[Stored records]
****************************************

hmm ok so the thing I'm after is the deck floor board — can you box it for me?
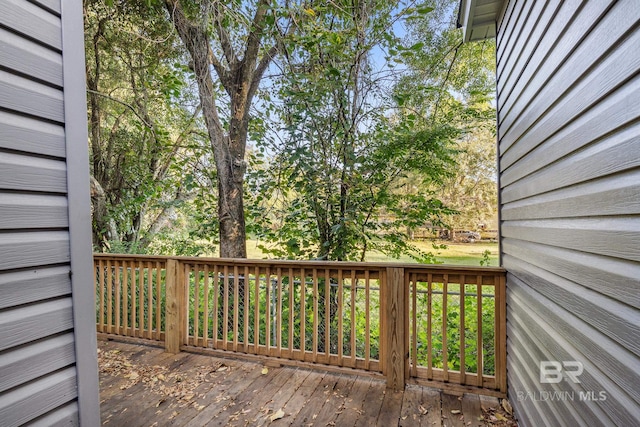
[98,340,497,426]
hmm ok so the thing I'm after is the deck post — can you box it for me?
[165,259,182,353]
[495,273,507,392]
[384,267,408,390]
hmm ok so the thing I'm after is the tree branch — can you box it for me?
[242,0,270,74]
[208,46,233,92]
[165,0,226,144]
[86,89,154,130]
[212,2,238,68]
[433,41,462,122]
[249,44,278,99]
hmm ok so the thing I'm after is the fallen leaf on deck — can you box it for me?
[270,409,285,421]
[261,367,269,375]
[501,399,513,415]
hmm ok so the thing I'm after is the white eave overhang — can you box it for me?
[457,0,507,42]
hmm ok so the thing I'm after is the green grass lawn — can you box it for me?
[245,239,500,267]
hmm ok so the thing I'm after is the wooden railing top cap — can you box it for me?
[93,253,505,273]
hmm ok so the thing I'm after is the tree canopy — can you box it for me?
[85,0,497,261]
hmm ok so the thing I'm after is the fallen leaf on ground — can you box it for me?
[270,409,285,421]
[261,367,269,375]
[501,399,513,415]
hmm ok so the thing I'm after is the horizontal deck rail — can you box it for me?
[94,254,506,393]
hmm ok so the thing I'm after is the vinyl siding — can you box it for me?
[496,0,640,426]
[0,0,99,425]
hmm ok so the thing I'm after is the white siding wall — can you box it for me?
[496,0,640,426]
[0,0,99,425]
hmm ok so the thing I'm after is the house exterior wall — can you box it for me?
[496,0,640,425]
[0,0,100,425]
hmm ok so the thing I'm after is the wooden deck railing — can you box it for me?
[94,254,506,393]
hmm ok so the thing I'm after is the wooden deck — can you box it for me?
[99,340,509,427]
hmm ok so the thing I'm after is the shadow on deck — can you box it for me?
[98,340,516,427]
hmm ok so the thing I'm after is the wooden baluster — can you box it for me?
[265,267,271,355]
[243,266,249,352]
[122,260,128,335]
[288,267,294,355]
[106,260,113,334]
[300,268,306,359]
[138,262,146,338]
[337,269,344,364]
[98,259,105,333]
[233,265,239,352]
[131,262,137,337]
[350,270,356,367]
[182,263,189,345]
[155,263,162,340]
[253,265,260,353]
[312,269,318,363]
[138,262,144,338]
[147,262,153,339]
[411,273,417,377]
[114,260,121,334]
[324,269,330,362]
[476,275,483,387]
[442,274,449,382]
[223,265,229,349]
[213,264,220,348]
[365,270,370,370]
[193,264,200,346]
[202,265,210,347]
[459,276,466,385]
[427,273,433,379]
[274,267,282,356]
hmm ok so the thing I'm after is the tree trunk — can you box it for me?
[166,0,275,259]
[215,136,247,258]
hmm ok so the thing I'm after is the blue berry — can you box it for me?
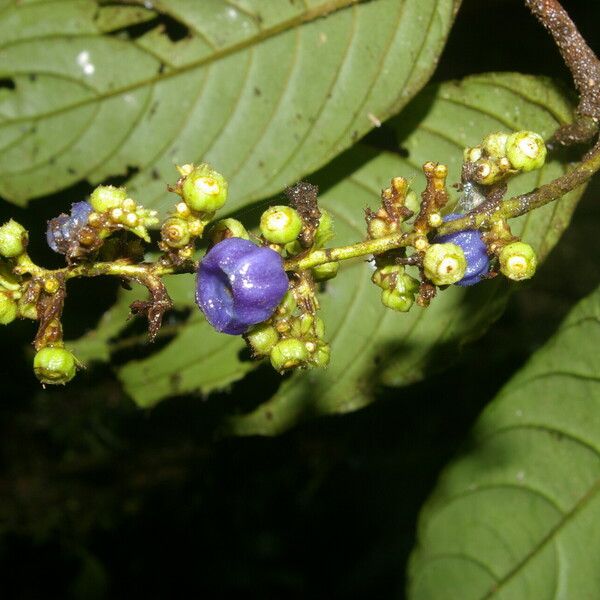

****************************************

▶ Exercise objective:
Please return the records above exactly as written, dropping every picture.

▶ Output of the task:
hmm ok so the thing I'm after is the deck floor board — can you box it for me?
[98,340,497,426]
hmm ok so the thing I'm after is the deck post — can you box it for me?
[165,259,182,353]
[495,273,507,392]
[384,267,408,390]
hmm ok so the thing I'm after is the tree branch — can you box it for me?
[242,0,270,74]
[208,46,233,92]
[165,0,226,144]
[86,89,154,130]
[212,2,238,68]
[433,41,462,122]
[249,44,278,99]
hmm ok so the thing I'm after is the fallen leaf on deck — can you box it for me?
[270,409,285,421]
[261,367,269,375]
[501,399,513,415]
hmm ok so the thing I'm after is the white eave overhang — can you box it for me?
[457,0,507,42]
hmm ok so the thing I'm after is the green grass lawn — can you box it for me?
[245,239,500,267]
hmm ok so the thing I'm after is the wooden railing top cap — can you box it for me?
[93,253,505,273]
hmm ok so the thing I'm after is the tree canopy — can you box it for me?
[85,0,497,261]
hmm ok so the thing I'm after is the fallen leaf on ground — can you box it for me?
[270,409,285,421]
[261,367,269,375]
[501,399,513,415]
hmm ok so the thing I'm after is the horizontal deck rail — can you box it for me?
[94,254,506,393]
hmm ok so the thing I'm after is the vinyl siding — can you box it for me?
[496,0,640,426]
[0,0,99,425]
hmm ok so the thing I'm after is the white siding wall — can you box it for me?
[496,0,640,426]
[0,0,99,425]
hmm ok so the thing I'm after is the house exterior wall — can you box it for me?
[496,0,640,425]
[0,0,100,425]
hmm ok so the thing I'm after is the wooden deck railing — can you box it for me?
[94,254,506,393]
hmm ok so the thing I'm after is the wooden deck — can you box it for me?
[99,340,509,427]
hmm ok so the thing I'm after is the shadow on deck — can you box it for me?
[98,340,516,427]
hmm ok so the thing I'm after is the wooden baluster — can you box it for me?
[265,267,271,355]
[243,266,249,352]
[122,260,128,335]
[288,267,294,355]
[106,260,113,334]
[300,268,306,359]
[138,262,146,338]
[337,269,344,364]
[98,259,105,333]
[233,265,239,352]
[131,262,137,337]
[350,270,356,367]
[182,263,189,345]
[155,263,162,340]
[253,265,260,353]
[312,269,318,363]
[138,262,144,338]
[147,262,153,339]
[411,273,417,377]
[114,260,121,334]
[324,269,330,362]
[476,275,483,387]
[442,274,449,382]
[223,265,229,349]
[213,264,220,348]
[365,270,370,370]
[193,264,200,346]
[202,265,210,347]
[459,276,466,385]
[427,273,433,379]
[274,267,282,356]
hmm ok so the thing I'm after is the tree trunk — can you box it for me?
[166,0,275,259]
[215,136,247,258]
hmm ok so the thing I'm after is the blue berry — can you box it for me?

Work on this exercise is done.